Exercise objective: Review the listing and copy each line that holds the word "above".

Supplied entries:
*** Begin section ***

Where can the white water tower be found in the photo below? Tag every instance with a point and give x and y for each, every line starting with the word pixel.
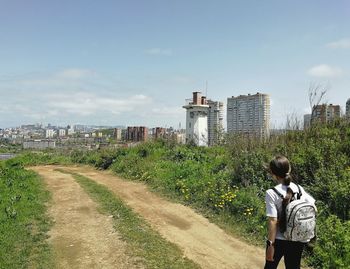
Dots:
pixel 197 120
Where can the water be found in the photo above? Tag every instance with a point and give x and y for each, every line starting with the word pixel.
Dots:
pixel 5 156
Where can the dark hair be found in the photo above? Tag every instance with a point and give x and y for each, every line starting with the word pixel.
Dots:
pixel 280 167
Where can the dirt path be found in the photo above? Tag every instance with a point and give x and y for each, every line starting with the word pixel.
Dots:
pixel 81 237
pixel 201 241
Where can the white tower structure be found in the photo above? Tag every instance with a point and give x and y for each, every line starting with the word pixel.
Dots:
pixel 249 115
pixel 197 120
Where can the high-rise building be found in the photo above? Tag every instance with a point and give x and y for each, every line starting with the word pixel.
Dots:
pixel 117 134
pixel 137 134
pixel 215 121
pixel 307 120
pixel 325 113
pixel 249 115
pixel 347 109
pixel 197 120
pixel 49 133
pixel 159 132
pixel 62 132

*** End section ***
*** Begin section ***

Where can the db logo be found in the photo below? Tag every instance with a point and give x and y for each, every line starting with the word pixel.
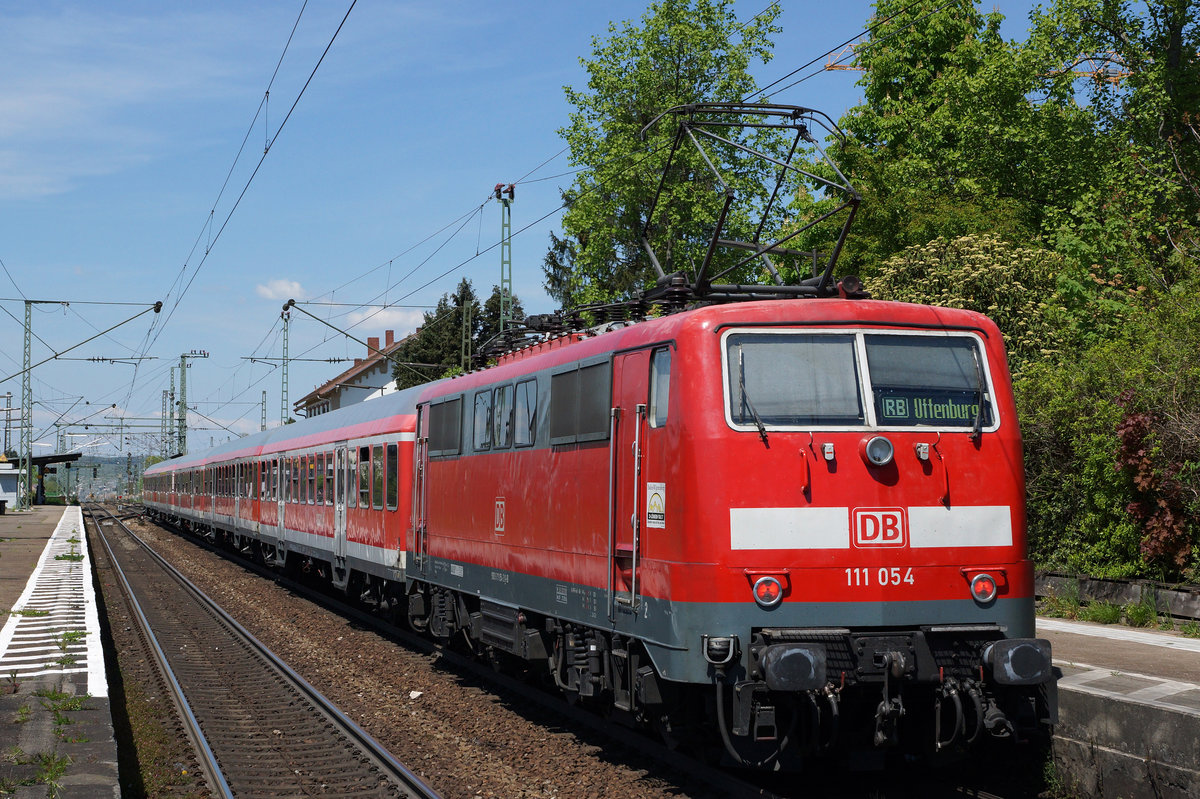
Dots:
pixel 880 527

*** End section ***
*** Begin section ***

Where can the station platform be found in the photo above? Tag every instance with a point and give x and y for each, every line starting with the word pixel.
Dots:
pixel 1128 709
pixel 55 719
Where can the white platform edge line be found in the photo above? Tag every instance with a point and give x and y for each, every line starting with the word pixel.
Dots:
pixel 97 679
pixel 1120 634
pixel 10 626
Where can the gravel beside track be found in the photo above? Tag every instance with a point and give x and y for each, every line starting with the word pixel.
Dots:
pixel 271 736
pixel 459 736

*** End section ***

Result of the task:
Where can the water be found in the photo above? Tag every instance with a point and give x and y for each, every line starting with the word pixel.
Where can the dark hair be found in the photo above? Tag every instance with a point and give x and y for each, every line starting with the word pixel.
Where can the dirt path be found in the photo above? Tag every instance with a point and give x and y for each, every line starting with the word pixel.
Where can the white tower structure be found in the photo above? Tag every instance with a point and give x and y for each, every line starting with the word pixel.
Where can the high-rise building be found in the photo above? Tag every instance with a point and give x and y for each, every line starting with the word pixel.
Where can the station platform be found in the photo above? Tag every instance with a point and give x and y for each, every line starting with the word pixel.
Where can the white platform edge line be found in the photo above? Tag every instance with a point and give x and y for each, every line starting with the word pixel.
Where can the gravel beside track be found in the photo above? Tag every instance with a point and give x and y for each, every line starting with the word pixel.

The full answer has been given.